=== Text block ===

The brain is a ring of four ganglia, positioned around the rhynchocoel near the animal's front end. At least a pair of ventral nerve cords connect to the brain and run along the length of the body. Most nemerteans have various chemoreceptors, and on their heads some species have a number of pigment-cup ocelli, which can detect light but can not form an image. Nemerteans respire through the skin. They have at least two lateral vessels which are joined at the ends to form a loop, and these and the rhynchocoel are filled with fluid. There is no heart, and the flow of fluid depends on contraction of muscles in the vessels and the body wall. To filter out soluble waste products, flame cells are embedded in the front part of the two lateral fluid vessels, and remove the wastes through a network of pipes to the outside.
All nemerteans move slowly, using their external cilia to glide on surfaces on a trail of slime, while larger species use muscular waves to crawl, and some swim by dorso-ventral undulations. A few live in the open ocean while the rest find or make hiding places on the bottom. About a dozen species inhabit freshwater, mainly in the tropics and subtropics, and another dozen species live on land in cool, damp places. Most nemerteans are carnivores, feeding on annelids, clams and crustaceans. Some species of nemerteans are scavengers, and a few live commensally inside the mantle cavity of molluscs.

=== Provided material ===

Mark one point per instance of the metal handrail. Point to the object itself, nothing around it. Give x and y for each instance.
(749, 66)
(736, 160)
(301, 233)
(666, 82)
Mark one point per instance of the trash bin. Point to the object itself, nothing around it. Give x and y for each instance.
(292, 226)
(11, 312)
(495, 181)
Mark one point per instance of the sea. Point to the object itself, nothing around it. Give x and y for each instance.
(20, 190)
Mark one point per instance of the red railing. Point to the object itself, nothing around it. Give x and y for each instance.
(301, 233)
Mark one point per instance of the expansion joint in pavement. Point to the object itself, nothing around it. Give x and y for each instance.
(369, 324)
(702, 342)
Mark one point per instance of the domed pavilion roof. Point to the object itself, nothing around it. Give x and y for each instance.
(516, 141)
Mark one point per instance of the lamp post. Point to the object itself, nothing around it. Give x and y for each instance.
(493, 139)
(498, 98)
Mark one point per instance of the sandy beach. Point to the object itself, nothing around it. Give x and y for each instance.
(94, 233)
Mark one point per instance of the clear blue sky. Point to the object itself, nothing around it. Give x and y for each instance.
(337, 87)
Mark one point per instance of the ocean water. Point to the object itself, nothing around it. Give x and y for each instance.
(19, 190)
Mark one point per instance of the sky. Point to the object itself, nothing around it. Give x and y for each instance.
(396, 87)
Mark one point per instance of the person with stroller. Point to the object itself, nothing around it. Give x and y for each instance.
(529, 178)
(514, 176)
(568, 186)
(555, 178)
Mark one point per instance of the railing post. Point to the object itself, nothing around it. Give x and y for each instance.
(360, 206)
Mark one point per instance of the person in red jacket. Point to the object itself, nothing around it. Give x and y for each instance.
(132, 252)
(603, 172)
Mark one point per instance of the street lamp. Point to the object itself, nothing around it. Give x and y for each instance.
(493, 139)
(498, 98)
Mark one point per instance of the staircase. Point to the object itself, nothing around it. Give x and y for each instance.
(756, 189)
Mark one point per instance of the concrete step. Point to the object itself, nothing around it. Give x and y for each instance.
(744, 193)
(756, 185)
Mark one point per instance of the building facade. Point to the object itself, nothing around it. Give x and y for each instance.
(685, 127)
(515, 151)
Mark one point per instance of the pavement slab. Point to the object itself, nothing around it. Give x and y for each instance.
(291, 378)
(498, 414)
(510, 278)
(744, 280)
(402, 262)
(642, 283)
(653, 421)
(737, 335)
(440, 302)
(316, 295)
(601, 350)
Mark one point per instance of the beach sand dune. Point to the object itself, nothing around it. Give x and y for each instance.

===

Problem set =>
(A) According to the nemertean text, what moves the fluid through the body in place of a heart?
(B) Reproduce the part of the nemertean text that opens with the words containing "All nemerteans move" and closes with "cavity of molluscs.".
The records were taken from a separate source.

Solution list =>
(A) Contraction of muscles in the vessels and the body wall.

(B)
All nemerteans move slowly, using their external cilia to glide on surfaces on a trail of slime, while larger species use muscular waves to crawl, and some swim by dorso-ventral undulations. A few live in the open ocean while the rest find or make hiding places on the bottom. About a dozen species inhabit freshwater, mainly in the tropics and subtropics, and another dozen species live on land in cool, damp places. Most nemerteans are carnivores, feeding on annelids, clams and crustaceans. Some species of nemerteans are scavengers, and a few live commensally inside the mantle cavity of molluscs.